## begin Records shown
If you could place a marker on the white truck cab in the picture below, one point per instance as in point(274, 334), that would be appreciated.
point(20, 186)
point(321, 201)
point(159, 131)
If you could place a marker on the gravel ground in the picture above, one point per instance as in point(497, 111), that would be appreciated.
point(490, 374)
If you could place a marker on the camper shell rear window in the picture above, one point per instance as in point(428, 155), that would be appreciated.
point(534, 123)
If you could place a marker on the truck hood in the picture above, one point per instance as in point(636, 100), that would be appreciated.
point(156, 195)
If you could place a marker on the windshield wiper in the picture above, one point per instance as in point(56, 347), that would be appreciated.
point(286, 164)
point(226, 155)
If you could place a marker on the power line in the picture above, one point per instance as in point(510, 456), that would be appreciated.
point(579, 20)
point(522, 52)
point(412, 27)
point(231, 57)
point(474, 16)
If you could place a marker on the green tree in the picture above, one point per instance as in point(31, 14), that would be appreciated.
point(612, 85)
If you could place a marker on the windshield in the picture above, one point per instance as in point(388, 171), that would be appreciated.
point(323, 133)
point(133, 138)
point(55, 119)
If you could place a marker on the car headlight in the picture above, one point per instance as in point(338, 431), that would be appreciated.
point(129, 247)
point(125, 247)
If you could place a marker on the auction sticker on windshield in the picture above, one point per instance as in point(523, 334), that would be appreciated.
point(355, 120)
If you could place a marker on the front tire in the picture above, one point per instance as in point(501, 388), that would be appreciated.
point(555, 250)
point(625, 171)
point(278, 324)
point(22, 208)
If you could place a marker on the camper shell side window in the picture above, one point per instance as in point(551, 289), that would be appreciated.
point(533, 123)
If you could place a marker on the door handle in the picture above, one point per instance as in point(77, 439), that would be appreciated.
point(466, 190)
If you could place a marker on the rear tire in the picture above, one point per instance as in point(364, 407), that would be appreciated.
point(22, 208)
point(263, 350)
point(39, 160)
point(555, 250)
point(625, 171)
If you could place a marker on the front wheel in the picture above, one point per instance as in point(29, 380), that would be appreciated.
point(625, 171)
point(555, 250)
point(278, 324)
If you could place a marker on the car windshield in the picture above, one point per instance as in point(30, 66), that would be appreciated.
## end Records shown
Copy out all of the rows above again word for word, without changing anything.

Solution:
If you could place a marker on the white truck cab in the picture below, one point per instance as in point(274, 334), that would be appreciated.
point(20, 186)
point(321, 201)
point(159, 131)
If you could place a marker on the gravel ground in the picture above, one point per instance as in point(497, 111), that would be appreciated.
point(490, 374)
If you could place a marker on the camper shell rear window in the picture above, one point per instance as in point(428, 155), that would be appreciated.
point(534, 123)
If you could place a marker on the truck hood in the picture above, one point per instance as in point(636, 100), that would be appreciated.
point(156, 195)
If you could place a marker on the windshield wiper in the picture above, one point per instance as in point(56, 347), that would be appreciated.
point(286, 164)
point(226, 155)
If you could place a marker on the power line in the picture above, one point per instance as in point(510, 456), that would be appreciated.
point(579, 20)
point(522, 52)
point(412, 27)
point(231, 57)
point(474, 16)
If you could place a marker on the green tree in the picture above, one point per instance as in point(31, 14), that would be appreciated.
point(612, 85)
If you could place a marker on the windshield in the picture above, one point per instance as in point(388, 171), that would be appreciated.
point(323, 133)
point(133, 138)
point(55, 119)
If you could place a marker on the car headlight in the picture above, one point per instance as in point(338, 431), that would be appreciated.
point(129, 247)
point(125, 247)
If you could place a marker on the auction sticker on windshield in the picture above, one point per instance as in point(523, 334), that would be appreciated.
point(355, 120)
If you could place a marker on the front tire in the picture above, one point per instance as in point(501, 388), that would be appreciated.
point(555, 250)
point(625, 171)
point(278, 324)
point(22, 208)
If you could place a marker on the camper shell side window in the picture above, one point per instance as in point(551, 289), that would be appreciated.
point(533, 123)
If you could place a marker on the door handle in the picture above, one point per instance as in point(77, 439), that would be appreciated.
point(466, 190)
If you could place a marker on the rear tire in the picture above, one point per instance as in point(364, 407), that would be appreciated.
point(22, 208)
point(263, 350)
point(39, 160)
point(555, 250)
point(625, 171)
If you could place a marker on the front wheel in the picture above, one point per instance as in point(29, 380), that would be appreciated.
point(625, 171)
point(555, 250)
point(278, 324)
If you could place a marker on the car windshield in the picture above, one point per instance as in point(30, 66), that would be appreciated.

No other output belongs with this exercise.